BRIEF 1>
Please rewrite the paragraph of the McDonald's earnings preview that begins "Revenue is forecast to climb" as a short bulleted list that keeps its main facts.
BRIEF 2>
Write out the passage of the McDonald's earnings preview between "McDonald's Q4 earnings: will" and "ending Dec 2021.", inclusive, with no changes.
BRIEF 3>
Using the McDonald's earnings preview, say whether each statement below agrees with it. Answer yes or no, and quote the words that decide it.
(a) McDonald's will release its fourth-quarter results on January 27th before the market opens.
(b) Earnings for the second and third quarters beat the forecast by single digits.
(c) The consensus EPS forecast is based on 13 analysts' forecasts.

DOCUMENT EXCERPT>
----

McDonald's Q4 earnings: will the fast-food king continue to beat the forecast?
Based on all the earnings reported in 2021, McDonald's rarely let its shareholders down.
When is the report date?
McDonald's Corporation will report its fourth-quarter earnings on January 27th, before the market opens. The report will be for the fiscal Quarter ending Dec 2021.
What to expect?
According to Zacks Investment Research, based on 13 analysts' forecasts, the consensus EPS forecast for the quarter is $2.31, up by 37.6% from EPS of $1.70 one year ago. Based on this forecast, McDonald's will record a 16% drop in EPS; however, it is still in line with the fast-food giant's seasonal pattern.
Revenue is forecast to climb 13.5% year-over-year to $6.03 billion, benefitting from higher menu prices, a successful digital loyalty program and the regional boost. In the Q3 earnings, McDonald's international operated markets segment saw its same-store sales rise 13.9% from a year ago, fuelled by recovered demand after Covid restrictions eased in the United Kingdom, Canada, France, and Germany. As a result, there's good reason to believe that countries like Australia and Japan's same-store sales will show some significant rebound in the fourth quarter when these nations conclude their lockdown.
Based on all the earnings reported in 2021, McDonald's rarely let its shareholders down. Earnings from quarters two and three successfully beat the forecast by double digits. Hence, market participants expect McDonald's to continue its outstanding record in the fourth quarter and outperform its pre-Covid level amid the new Omicron variant.

----

LISTED ENTRIES>
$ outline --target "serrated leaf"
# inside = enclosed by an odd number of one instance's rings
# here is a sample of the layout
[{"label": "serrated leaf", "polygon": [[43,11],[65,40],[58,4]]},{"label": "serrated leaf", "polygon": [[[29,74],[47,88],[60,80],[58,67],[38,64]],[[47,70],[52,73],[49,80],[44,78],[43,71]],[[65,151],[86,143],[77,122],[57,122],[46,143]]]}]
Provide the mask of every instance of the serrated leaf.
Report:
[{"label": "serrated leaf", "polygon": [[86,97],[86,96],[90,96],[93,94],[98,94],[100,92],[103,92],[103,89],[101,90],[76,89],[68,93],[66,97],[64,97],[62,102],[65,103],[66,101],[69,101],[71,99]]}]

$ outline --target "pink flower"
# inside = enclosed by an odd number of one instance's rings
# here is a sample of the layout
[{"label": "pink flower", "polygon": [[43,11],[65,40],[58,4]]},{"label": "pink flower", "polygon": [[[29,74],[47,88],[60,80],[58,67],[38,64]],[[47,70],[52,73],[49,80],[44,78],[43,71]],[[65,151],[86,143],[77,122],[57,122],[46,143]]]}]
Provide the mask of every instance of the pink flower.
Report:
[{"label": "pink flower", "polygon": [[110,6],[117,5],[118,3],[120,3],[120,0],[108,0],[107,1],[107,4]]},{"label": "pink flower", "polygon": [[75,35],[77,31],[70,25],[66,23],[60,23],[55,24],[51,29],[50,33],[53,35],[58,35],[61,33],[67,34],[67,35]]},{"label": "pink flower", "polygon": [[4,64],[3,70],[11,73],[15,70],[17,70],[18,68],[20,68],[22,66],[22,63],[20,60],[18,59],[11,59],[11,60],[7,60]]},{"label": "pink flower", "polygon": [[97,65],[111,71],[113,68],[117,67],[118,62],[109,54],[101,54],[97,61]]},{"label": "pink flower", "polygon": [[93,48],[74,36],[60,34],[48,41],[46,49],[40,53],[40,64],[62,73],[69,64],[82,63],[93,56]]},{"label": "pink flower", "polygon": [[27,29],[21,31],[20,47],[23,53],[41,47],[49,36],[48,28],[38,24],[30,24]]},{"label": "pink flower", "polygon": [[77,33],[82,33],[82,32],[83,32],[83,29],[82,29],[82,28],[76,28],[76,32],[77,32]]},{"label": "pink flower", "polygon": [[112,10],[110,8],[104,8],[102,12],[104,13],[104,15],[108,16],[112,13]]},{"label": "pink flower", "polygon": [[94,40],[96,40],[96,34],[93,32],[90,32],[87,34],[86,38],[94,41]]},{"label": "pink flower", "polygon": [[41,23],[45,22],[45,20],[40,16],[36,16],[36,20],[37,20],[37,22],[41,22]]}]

----

SOLUTION 1>
- Fourth-quarter revenue is forecast to rise 13.5% year-over-year to $6.03 billion.
- The expected drivers are higher menu prices, a successful digital loyalty program and a regional boost.
- In Q3, same-store sales in McDonald's international operated markets segment rose 13.9% from a year earlier.
- That Q3 rise was fueled by recovered demand after Covid restrictions eased in the United Kingdom, Canada, France and Germany.
- Same-store sales in countries such as Australia and Japan may rebound significantly in the fourth quarter as those nations conclude their lockdowns.

SOLUTION 2>
McDonald's Q4 earnings: will the fast-food king continue to beat the forecast?
Based on all the earnings reported in 2021, McDonald's rarely let its shareholders down.
When is the report date?
McDonald's Corporation will report its fourth-quarter earnings on January 27th, before the market opens. The report will be for the fiscal Quarter ending Dec 2021.

SOLUTION 3>
(a) Yes: "McDonald's Corporation will report its fourth-quarter earnings on January 27th, before the market opens."
(b) No: "Earnings from quarters two and three successfully beat the forecast by double digits."
(c) Yes: "based on 13 analysts' forecasts, the consensus EPS forecast for the quarter is $2.31"